Task statement
Determine how many lines in the rows below contain the string "positive", treating uppercase and lowercase as different. Reply with the number alone.

Material for this task

......

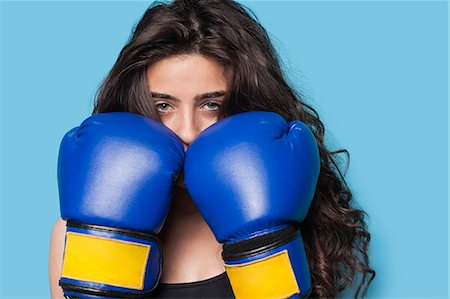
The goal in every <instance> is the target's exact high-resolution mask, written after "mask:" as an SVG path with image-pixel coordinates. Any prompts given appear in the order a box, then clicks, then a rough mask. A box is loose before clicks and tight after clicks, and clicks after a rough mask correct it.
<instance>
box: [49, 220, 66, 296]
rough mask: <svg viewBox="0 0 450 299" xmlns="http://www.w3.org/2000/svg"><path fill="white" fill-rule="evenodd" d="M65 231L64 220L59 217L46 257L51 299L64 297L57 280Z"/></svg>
mask: <svg viewBox="0 0 450 299" xmlns="http://www.w3.org/2000/svg"><path fill="white" fill-rule="evenodd" d="M65 232H66V221H65V220H62V219H61V218H59V219H58V220H57V221H56V223H55V225H54V226H53V230H52V235H51V237H50V251H49V257H48V274H49V280H50V294H51V296H52V299H63V298H64V294H63V291H62V288H61V287H60V286H59V285H58V281H59V279H60V278H61V269H62V260H63V253H64V237H65Z"/></svg>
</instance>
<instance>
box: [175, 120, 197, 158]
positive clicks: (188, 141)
mask: <svg viewBox="0 0 450 299" xmlns="http://www.w3.org/2000/svg"><path fill="white" fill-rule="evenodd" d="M174 131H175V133H176V134H177V135H178V137H180V139H181V141H183V143H184V150H186V149H187V147H188V146H189V144H191V143H192V141H194V139H195V138H196V137H197V135H198V134H200V132H201V126H200V125H199V124H198V122H197V121H196V119H195V117H193V116H190V115H184V116H183V117H180V118H179V120H178V121H177V124H176V128H175V130H174Z"/></svg>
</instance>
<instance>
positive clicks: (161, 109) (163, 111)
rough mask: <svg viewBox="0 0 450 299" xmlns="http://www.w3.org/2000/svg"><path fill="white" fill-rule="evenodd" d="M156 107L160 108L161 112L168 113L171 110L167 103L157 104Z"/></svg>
mask: <svg viewBox="0 0 450 299" xmlns="http://www.w3.org/2000/svg"><path fill="white" fill-rule="evenodd" d="M156 107H157V108H158V110H159V111H162V112H166V111H168V110H169V108H170V105H169V104H167V103H159V104H156Z"/></svg>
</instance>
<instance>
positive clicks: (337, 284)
mask: <svg viewBox="0 0 450 299" xmlns="http://www.w3.org/2000/svg"><path fill="white" fill-rule="evenodd" d="M133 29H134V30H133V34H132V35H131V36H130V38H129V40H128V41H127V43H126V45H125V47H124V48H123V49H122V51H121V52H120V55H119V57H118V58H117V61H116V62H115V64H114V66H113V67H112V69H111V71H110V72H109V74H108V75H107V77H106V78H105V79H104V80H103V82H102V83H101V85H100V88H99V89H98V91H97V93H96V102H95V107H94V111H93V113H94V114H95V113H104V112H113V111H126V112H133V113H139V114H142V115H146V116H148V117H151V118H153V119H157V120H159V121H160V118H159V114H158V112H157V110H156V107H155V104H154V102H153V99H152V96H151V94H150V90H149V87H148V86H147V78H146V70H147V68H148V67H149V65H151V64H153V63H154V62H156V61H158V60H159V59H161V58H164V57H168V56H171V55H182V54H194V53H195V54H200V55H204V56H206V57H208V58H213V59H214V60H215V61H216V62H218V63H219V64H221V65H222V66H223V68H224V70H225V74H226V76H225V77H226V80H227V84H228V85H227V87H228V90H227V93H226V95H225V97H224V100H223V103H222V105H221V107H220V111H219V119H222V118H224V117H226V116H230V115H233V114H236V113H239V112H244V111H257V110H258V111H273V112H276V113H278V114H280V115H282V116H283V117H284V118H285V119H286V120H287V121H291V120H294V119H298V120H301V121H303V122H304V123H306V124H307V125H308V126H309V127H310V128H311V130H312V131H313V133H314V135H315V137H316V140H317V143H318V144H319V151H320V157H321V169H320V175H319V180H318V185H317V189H316V192H315V195H314V199H313V201H312V205H311V207H310V209H309V211H308V214H307V217H306V219H305V220H304V222H303V223H302V224H301V225H300V229H301V232H302V235H303V240H304V243H305V248H306V254H307V258H308V261H309V265H310V269H311V276H312V283H313V290H312V294H311V297H315V298H332V297H336V296H337V295H338V294H339V293H340V292H342V291H343V290H345V289H347V288H349V287H351V286H352V285H354V284H355V285H357V289H356V292H355V298H357V297H358V296H359V295H361V296H364V295H365V293H366V291H367V288H368V286H369V285H370V283H371V282H372V280H373V278H374V277H375V271H374V270H373V269H372V268H371V267H370V266H369V256H368V248H369V241H370V233H369V232H368V230H367V225H366V223H365V219H364V217H365V216H366V215H367V214H366V213H365V212H364V211H363V210H361V209H357V208H356V203H355V202H354V199H353V196H352V193H351V191H350V189H349V187H348V186H347V183H346V182H345V178H344V176H345V172H343V171H342V170H341V164H342V163H341V162H342V160H341V159H340V158H339V156H338V154H341V153H345V154H346V157H347V166H346V168H348V161H349V153H348V151H347V150H345V149H341V150H337V151H330V150H328V149H327V148H326V147H325V145H324V137H325V127H324V125H323V123H322V122H321V120H320V118H319V115H318V113H317V112H316V110H314V109H313V108H312V107H311V106H310V105H308V104H307V103H305V102H304V101H303V100H302V98H301V96H300V93H299V92H298V91H296V90H295V89H294V88H293V87H291V86H289V84H288V83H287V80H286V78H285V76H284V74H283V72H282V69H281V67H280V62H279V57H278V56H277V53H276V51H275V49H274V47H273V45H272V43H271V41H270V39H269V36H268V34H267V32H266V30H265V29H264V28H263V27H262V26H261V25H260V23H259V22H258V19H257V17H256V16H255V15H254V13H253V12H252V11H251V10H250V9H248V8H247V7H245V6H243V5H242V4H239V3H236V2H234V1H231V0H175V1H173V2H170V3H169V2H162V1H157V2H153V3H152V4H151V5H150V7H149V8H148V9H147V10H146V12H145V13H144V15H143V16H142V18H141V19H140V21H139V22H138V23H137V24H136V25H135V27H134V28H133Z"/></svg>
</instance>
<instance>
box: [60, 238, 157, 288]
mask: <svg viewBox="0 0 450 299" xmlns="http://www.w3.org/2000/svg"><path fill="white" fill-rule="evenodd" d="M150 247H151V246H150V245H145V244H136V243H133V242H129V241H123V240H117V239H109V238H104V237H98V236H92V235H85V234H79V233H73V232H68V233H67V235H66V248H65V253H64V265H63V273H62V276H63V277H66V278H71V279H77V280H85V281H92V282H97V283H103V284H109V285H112V286H118V287H125V288H131V289H136V290H142V289H143V288H144V274H145V270H146V267H147V261H148V258H149V254H150V249H151V248H150Z"/></svg>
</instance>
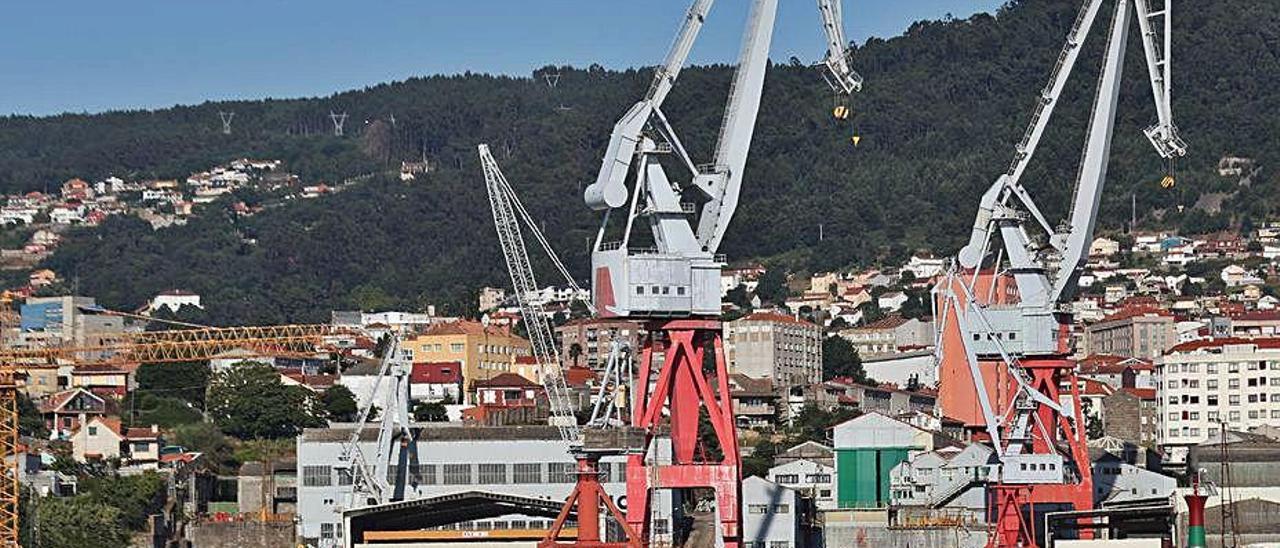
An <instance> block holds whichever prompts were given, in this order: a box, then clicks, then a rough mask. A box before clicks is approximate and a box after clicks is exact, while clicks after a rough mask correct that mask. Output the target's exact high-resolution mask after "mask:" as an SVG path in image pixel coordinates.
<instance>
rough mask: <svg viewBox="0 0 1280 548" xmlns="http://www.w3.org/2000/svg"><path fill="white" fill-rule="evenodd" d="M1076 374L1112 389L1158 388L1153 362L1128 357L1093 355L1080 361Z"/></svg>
mask: <svg viewBox="0 0 1280 548" xmlns="http://www.w3.org/2000/svg"><path fill="white" fill-rule="evenodd" d="M1076 374H1079V375H1080V376H1082V378H1085V379H1093V380H1097V382H1101V383H1106V384H1107V385H1110V387H1111V388H1115V389H1120V388H1156V379H1155V375H1153V374H1155V366H1153V365H1152V362H1151V360H1143V359H1139V357H1128V356H1112V355H1092V356H1087V357H1085V359H1083V360H1080V361H1079V365H1078V369H1076Z"/></svg>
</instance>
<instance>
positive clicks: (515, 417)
mask: <svg viewBox="0 0 1280 548" xmlns="http://www.w3.org/2000/svg"><path fill="white" fill-rule="evenodd" d="M472 388H474V389H475V398H474V401H475V402H476V405H475V407H467V408H465V410H462V420H463V421H466V423H470V424H477V425H490V426H497V425H517V424H545V423H547V417H548V416H549V415H550V407H549V405H548V399H547V391H545V389H544V388H543V385H541V384H538V383H534V382H531V380H529V379H526V378H524V376H520V375H517V374H515V373H503V374H499V375H497V376H494V378H492V379H485V380H477V382H475V383H474V384H472Z"/></svg>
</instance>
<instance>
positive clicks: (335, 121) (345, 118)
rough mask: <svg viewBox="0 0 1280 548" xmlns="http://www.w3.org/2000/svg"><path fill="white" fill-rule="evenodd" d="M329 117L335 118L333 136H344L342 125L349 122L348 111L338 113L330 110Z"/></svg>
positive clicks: (333, 118) (333, 120)
mask: <svg viewBox="0 0 1280 548" xmlns="http://www.w3.org/2000/svg"><path fill="white" fill-rule="evenodd" d="M329 119H330V120H333V136H334V137H342V125H343V124H346V123H347V113H342V114H337V113H334V111H333V110H330V111H329Z"/></svg>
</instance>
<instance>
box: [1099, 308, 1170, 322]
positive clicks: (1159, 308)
mask: <svg viewBox="0 0 1280 548" xmlns="http://www.w3.org/2000/svg"><path fill="white" fill-rule="evenodd" d="M1143 316H1165V318H1172V316H1174V312H1170V311H1169V310H1165V309H1160V307H1155V306H1125V307H1123V309H1120V310H1116V311H1115V312H1112V314H1110V315H1107V316H1106V318H1105V319H1103V321H1119V320H1128V319H1130V318H1143Z"/></svg>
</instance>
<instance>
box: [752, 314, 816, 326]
mask: <svg viewBox="0 0 1280 548" xmlns="http://www.w3.org/2000/svg"><path fill="white" fill-rule="evenodd" d="M737 321H776V323H780V324H800V325H813V324H810V323H808V321H804V320H797V319H795V318H791V316H788V315H786V314H778V312H768V311H765V312H751V314H748V315H746V316H744V318H741V319H739V320H737Z"/></svg>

......

Result for this exercise
7